**Compito 1:** Ricopia il brano sul controllo del tabacco da "Il caso del" fino a "che in futuro." compreso, rinominando "Milioni di persone" in "Moltissime persone".
**Compito 2:** Secondo il brano sul controllo del tabacco, a quale tipo di discorso la Corte Suprema degli Stati Uniti ha esteso le protezioni del Primo Emendamento?

**Brano fornito:**
Il caso del controllo del tabacco dà più motivi di ottimismo (Feldman & Bayer, 2004), ma anche qui la storia recente sottolinea che i successi nella salute pubblica spesso hanno un prezzo nella libertà individuale. Sarebbe comodo pensare al tabacco come ad altre tossine ambientali, che semplicemente vietiamo quando scopriamo che causano morbilità e mortalità; tuttavia, il tabacco è diverso. Milioni di persone lo consumano per dipendenza, abitudine, desiderio o convenzione sociale. È quindi impossibile considerare la politica pubblica senza affrontare la misura in cui lo stato potrebbe esercitare pressioni e imporre limiti in nome della salute. La risposta a questa domanda determinerà se saremo in grado di salvare le vite dei fumatori sia ora che in futuro.

È sorprendente che nella maggior parte delle democrazie economicamente avanzate, i primi decenni del controllo del tabacco siano stati segnati da una netta riluttanza ad abbracciare misure che portavano il marchio del paternalismo, soprattutto negli Stati Uniti. Le pressioni dell’industria del tabacco e dei suoi alleati spiegano in parte questo fenomeno, ma non forniscono una spiegazione sufficiente. Qui, come nel caso dei caschi per motociclisti, c’era una notevole incertezza su quanto lontano lo Stato potesse andare. Di conseguenza, gran parte della politica di salute pubblica si è concentrata sui bambini e sugli innocenti astanti.

Quando sono stati proposti limiti alla pubblicità del tabacco – un problema unico negli Stati Uniti, dove la Corte Suprema ha esteso le protezioni del Primo Emendamento al discorso commerciale – essi erano comunemente giustificati dalla necessità di proteggere i bambini dalle seduzioni del tabacco. Quando sono stati fatti argomenti per aumentare radicalmente le tasse sulle sigarette, gravando così sul consumo – specialmente per quelli con meno reddito disponibile – è stato affermato che tali prelievi erano vitali a causa dei costi sociali creati dalla morbilità e mortalità associate al tabacco. Infine, quando furono imposte misure sempre più restrittive sul fumo in ambienti pubblici, la giustificazione centrale fu che il fumo passivo era patogeno e responsabile delle morti associate al cancro e alle malattie cardiache. Non è stato quasi mai affermato che i limiti alla pubblicità, gli aumenti delle tasse e le restrizioni al fumo pubblico erano necessari per proteggere coloro che potevano iniziare a fumare o coloro che erano fumatori.

**Sezione dati:**
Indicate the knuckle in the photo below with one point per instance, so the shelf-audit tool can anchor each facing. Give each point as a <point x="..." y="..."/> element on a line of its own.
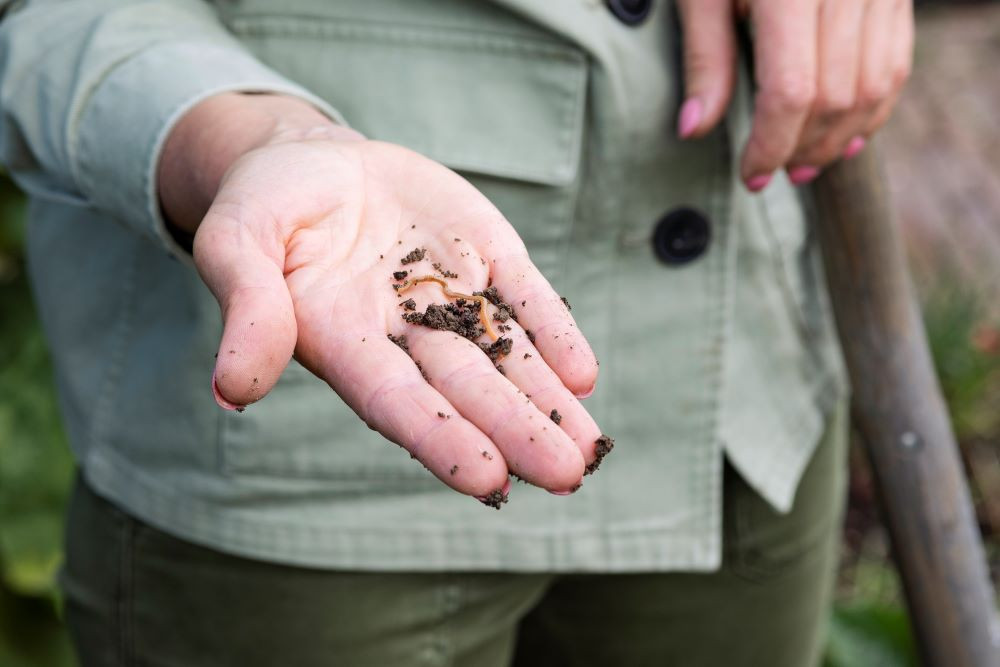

**Risposta 1:**
Il caso del controllo del tabacco dà più motivi di ottimismo (Feldman & Bayer, 2004), ma anche qui la storia recente sottolinea che i successi nella salute pubblica spesso hanno un prezzo nella libertà individuale. Sarebbe comodo pensare al tabacco come ad altre tossine ambientali, che semplicemente vietiamo quando scopriamo che causano morbilità e mortalità; tuttavia, il tabacco è diverso. Moltissime persone lo consumano per dipendenza, abitudine, desiderio o convenzione sociale. È quindi impossibile considerare la politica pubblica senza affrontare la misura in cui lo stato potrebbe esercitare pressioni e imporre limiti in nome della salute. La risposta a questa domanda determinerà se saremo in grado di salvare le vite dei fumatori sia ora che in futuro.

**Risposta 2:** Al discorso commerciale.